* **Dataset records**:
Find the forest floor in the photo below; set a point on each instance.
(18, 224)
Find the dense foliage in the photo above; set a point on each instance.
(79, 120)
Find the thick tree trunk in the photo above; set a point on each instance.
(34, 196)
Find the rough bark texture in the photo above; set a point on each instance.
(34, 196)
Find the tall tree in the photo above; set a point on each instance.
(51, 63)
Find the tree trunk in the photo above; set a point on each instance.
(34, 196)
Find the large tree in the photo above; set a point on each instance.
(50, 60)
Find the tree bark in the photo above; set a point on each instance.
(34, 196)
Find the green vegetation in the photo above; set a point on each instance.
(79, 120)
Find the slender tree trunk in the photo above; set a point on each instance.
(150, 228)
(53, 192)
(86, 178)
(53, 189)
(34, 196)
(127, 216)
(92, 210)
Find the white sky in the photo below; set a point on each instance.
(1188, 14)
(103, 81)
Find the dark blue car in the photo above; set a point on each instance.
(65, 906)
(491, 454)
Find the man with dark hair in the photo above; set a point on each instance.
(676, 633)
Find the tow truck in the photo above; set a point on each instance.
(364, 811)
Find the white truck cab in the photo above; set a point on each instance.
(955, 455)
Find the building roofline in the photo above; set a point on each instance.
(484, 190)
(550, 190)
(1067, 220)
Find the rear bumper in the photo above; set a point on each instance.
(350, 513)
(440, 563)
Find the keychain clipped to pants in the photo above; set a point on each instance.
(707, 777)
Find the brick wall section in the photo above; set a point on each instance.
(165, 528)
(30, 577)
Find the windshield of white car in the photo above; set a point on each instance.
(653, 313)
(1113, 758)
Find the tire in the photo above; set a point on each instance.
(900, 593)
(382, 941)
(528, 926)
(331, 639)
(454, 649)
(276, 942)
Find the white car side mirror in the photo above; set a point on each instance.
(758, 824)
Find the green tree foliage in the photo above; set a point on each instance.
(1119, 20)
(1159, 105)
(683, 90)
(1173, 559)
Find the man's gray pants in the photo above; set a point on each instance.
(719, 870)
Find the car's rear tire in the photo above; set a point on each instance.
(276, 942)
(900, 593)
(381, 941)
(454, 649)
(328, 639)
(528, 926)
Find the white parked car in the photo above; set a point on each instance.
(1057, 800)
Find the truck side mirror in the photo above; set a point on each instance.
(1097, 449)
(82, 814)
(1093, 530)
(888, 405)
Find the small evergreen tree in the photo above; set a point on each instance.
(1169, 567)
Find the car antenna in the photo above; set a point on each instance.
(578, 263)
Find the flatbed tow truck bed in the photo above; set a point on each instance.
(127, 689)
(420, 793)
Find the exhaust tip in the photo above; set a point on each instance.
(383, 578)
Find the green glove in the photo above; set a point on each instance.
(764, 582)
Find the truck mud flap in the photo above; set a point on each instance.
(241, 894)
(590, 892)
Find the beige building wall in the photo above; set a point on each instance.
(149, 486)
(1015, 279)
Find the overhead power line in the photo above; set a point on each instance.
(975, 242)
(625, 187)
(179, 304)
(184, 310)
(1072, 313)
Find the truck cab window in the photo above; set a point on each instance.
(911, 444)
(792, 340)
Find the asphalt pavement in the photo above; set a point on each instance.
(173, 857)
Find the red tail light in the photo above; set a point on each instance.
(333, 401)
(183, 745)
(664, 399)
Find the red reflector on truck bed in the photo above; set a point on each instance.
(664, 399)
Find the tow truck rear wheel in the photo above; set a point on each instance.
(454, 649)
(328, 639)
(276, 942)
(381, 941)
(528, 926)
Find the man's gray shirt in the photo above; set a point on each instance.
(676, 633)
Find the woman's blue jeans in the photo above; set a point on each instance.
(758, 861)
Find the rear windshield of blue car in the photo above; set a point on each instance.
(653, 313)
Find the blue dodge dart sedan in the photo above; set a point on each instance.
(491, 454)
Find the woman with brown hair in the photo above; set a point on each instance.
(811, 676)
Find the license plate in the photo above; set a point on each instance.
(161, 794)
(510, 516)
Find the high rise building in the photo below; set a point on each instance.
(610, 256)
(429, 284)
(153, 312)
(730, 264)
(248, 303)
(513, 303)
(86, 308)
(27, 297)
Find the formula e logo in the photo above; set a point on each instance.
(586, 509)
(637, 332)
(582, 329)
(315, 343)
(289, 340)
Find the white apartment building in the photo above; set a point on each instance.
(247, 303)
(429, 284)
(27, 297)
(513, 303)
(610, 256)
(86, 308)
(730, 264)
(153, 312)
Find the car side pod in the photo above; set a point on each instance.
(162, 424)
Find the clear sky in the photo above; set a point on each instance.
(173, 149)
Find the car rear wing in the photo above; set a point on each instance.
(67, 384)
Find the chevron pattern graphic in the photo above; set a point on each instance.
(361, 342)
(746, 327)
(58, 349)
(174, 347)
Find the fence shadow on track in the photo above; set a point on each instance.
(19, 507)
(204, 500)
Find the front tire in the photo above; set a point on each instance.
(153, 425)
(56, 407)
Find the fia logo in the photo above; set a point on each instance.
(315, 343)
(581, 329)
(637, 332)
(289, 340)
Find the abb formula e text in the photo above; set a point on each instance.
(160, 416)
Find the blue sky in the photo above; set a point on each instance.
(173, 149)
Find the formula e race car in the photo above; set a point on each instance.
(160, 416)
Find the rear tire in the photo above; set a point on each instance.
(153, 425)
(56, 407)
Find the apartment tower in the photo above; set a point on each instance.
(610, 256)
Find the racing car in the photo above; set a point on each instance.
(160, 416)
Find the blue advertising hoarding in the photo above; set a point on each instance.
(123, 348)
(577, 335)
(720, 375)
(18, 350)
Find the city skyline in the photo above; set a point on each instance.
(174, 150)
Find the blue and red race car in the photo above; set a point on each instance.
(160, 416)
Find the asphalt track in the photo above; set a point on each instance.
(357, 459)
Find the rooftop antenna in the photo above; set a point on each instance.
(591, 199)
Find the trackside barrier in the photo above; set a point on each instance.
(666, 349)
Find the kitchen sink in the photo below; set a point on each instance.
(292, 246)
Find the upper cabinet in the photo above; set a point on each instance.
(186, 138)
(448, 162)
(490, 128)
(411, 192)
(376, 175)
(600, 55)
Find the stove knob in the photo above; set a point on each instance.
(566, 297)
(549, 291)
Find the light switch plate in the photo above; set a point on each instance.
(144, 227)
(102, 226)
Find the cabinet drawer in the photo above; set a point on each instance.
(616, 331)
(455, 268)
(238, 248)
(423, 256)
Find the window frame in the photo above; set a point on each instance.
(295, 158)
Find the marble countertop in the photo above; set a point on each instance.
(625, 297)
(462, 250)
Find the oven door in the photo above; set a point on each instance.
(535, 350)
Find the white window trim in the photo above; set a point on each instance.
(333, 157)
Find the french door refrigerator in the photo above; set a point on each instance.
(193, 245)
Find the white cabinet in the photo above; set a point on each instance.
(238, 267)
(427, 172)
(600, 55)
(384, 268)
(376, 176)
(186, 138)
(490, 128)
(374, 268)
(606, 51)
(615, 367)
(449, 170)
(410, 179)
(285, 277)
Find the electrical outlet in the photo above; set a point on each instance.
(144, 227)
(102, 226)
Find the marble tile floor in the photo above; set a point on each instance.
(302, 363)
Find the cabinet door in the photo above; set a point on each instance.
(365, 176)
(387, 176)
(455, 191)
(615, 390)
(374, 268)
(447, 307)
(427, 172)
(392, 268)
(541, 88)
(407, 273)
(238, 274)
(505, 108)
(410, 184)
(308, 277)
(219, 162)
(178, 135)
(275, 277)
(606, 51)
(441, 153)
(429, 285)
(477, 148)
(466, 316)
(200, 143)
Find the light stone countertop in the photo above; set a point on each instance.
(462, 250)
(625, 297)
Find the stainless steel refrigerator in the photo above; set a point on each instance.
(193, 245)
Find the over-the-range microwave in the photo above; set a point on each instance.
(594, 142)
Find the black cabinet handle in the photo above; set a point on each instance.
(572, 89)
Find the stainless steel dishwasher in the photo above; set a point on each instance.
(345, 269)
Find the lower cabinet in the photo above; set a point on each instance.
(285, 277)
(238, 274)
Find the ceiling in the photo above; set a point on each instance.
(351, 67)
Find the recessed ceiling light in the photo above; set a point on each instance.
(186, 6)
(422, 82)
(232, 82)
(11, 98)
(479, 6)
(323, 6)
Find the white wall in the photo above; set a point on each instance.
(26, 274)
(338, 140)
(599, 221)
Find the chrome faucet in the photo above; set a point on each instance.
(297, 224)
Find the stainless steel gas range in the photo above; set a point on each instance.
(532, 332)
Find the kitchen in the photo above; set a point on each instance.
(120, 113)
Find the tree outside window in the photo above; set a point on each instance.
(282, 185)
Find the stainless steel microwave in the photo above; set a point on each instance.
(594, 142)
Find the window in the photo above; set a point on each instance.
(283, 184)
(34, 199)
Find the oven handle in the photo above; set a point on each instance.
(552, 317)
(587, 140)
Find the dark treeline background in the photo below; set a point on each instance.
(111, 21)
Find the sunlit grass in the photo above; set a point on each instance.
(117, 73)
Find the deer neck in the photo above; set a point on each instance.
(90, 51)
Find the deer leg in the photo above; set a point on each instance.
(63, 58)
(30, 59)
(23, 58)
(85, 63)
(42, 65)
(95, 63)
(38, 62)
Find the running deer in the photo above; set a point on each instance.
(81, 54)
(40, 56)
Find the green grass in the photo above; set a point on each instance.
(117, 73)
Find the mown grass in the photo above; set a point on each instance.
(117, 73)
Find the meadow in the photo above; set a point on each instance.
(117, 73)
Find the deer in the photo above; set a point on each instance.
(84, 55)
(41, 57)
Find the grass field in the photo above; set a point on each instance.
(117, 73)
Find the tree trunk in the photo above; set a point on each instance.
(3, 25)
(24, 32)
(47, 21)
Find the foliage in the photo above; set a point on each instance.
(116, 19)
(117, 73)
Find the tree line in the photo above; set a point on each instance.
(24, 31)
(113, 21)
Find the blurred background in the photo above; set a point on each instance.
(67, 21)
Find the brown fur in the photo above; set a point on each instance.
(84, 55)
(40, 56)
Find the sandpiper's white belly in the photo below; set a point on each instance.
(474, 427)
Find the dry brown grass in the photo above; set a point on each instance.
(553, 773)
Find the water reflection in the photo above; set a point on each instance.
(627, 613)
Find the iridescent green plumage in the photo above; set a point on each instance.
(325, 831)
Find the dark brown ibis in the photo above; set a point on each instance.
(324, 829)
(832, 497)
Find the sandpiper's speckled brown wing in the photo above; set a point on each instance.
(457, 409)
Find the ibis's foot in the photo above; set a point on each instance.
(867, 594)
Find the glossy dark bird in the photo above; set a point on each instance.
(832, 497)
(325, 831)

* **Task directions**:
Copy each line exactly, from the line containing "Find the sunlit" down to the last line of the material, and no other lines.

* **The answer**:
Find the sunlit grass in the photo above; set a point on each instance.
(117, 73)
Find the deer neck in the photo above; set a point on each instance.
(90, 51)
Find the deer leg in the photo above; set a point on each instance.
(63, 58)
(30, 59)
(23, 58)
(85, 63)
(42, 65)
(95, 63)
(38, 62)
Find the running deer in the photo above; set a point on each instance.
(81, 54)
(40, 56)
Find the green grass in the photo above; set a point on each instance.
(117, 73)
Find the mown grass in the photo above; set a point on each instance.
(117, 73)
Find the meadow in the photo above; set a point on each instance.
(117, 73)
Find the deer in the photo above; set a point on each instance.
(84, 55)
(41, 57)
Find the grass field in the photo above; set a point on each instance.
(117, 73)
Find the tree trunk in the photo above; set a point on each instance.
(3, 25)
(24, 32)
(47, 21)
Find the foliage in the photo above; set a point on each instance.
(116, 19)
(117, 73)
Find the tree line in the photo above; set a point on each instance.
(24, 31)
(113, 21)
Find the blurred background in the photo above; set a point on each instance.
(67, 21)
Find the brown fur in the photo above; set a point on each instance.
(84, 55)
(40, 56)
Find the sandpiper's white belly in the photo below; set a point on each instance.
(474, 427)
Find the dry brown grass in the photo above; set a point on each instance.
(553, 773)
Find the water reflection in the photo above; set a point on each instance.
(627, 613)
Find the iridescent green plumage in the photo above; set a point on each instance.
(325, 831)
Find the dark brown ibis in the photo above; set a point on each instance.
(324, 829)
(832, 497)
Find the sandpiper's speckled brown wing in the photo above; set a point on each instance.
(457, 409)
Find the ibis's foot in the photo above; set a point on each instance.
(867, 594)
Find the glossy dark bird in the photo above; set a point on each instance.
(832, 497)
(325, 831)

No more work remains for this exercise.